#### [Trecho do texto]
◇ ◇ ◇ ◇ ◇

Brasil Paralelo ignora que os EUA e o Brasil são países diferentes. A esquerda está longe de ser um monólito (se fosse, Bret Weinstein não teria problemas). No entanto, no que depender do documentário, parece que tudo é uma coisa só: o Brasil, os EUA, as esquerdas.

O documentário começa descrevendo o caso Sokal para mostrar o lamentável estado das universidades. Não conta, porém, que Alain Sokal é um físico marxista, vermelhíssimo, que até deu aulas na Nicarágua sandinista. Como Bret Weinstein, é um judeu secular – judeus seculares costumam ser de esquerda. Alan Sokal está vivo e escrevendo, residente na Inglaterra. Seus artigos saem no The Critic, e ele fez um condenando a repressão às manifestações pró-Palestina, chamando de hipócritas os conservadores que se diziam a favor da liberdade de expressão. A argumentação é baseada no infame Sobre a liberdade, de Mill, porque Mill foi tão consensual nos EUA que até os marxistas velhos nascidos lá o citam como um texto sagrado.

O caso Sokal deu origem ao seu livro Imposturas intelectuais, no qual Sokal condena as bases intelectuais da Nova Esquerda. O livro chegou ao Brasil não por meio de uma tradução de Olavo de Carvalho, mas sim do judeu comunista e antissionista Max Altman, cujo filho incitou os poucos protestos pró-Palestina que houve nos campi brasileiros.

◇ ◇ ◇ ◇ ◇

#### [Informações fornecidas]

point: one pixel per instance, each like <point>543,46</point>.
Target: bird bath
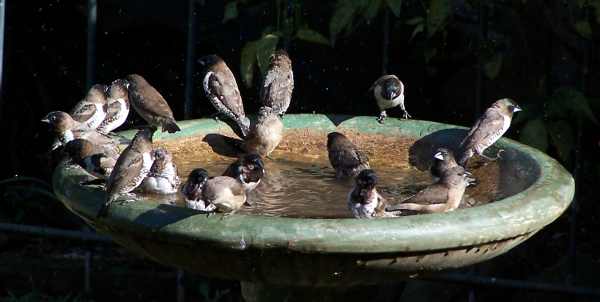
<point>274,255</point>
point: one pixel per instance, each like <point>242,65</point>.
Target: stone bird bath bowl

◇ ◇ ◇ ◇ ◇

#### [Tarefa proposta]
Atualize o trecho sobre o documentário começando em "Brasil Paralelo ignora" e terminando em "EUA, as esquerdas.", com "monólito" trocado por "bloco único". Não é preciso consultar as entradas.

#### [Resposta]
Brasil Paralelo ignora que os EUA e o Brasil são países diferentes. A esquerda está longe de ser um bloco único (se fosse, Bret Weinstein não teria problemas). No entanto, no que depender do documentário, parece que tudo é uma coisa só: o Brasil, os EUA, as esquerdas.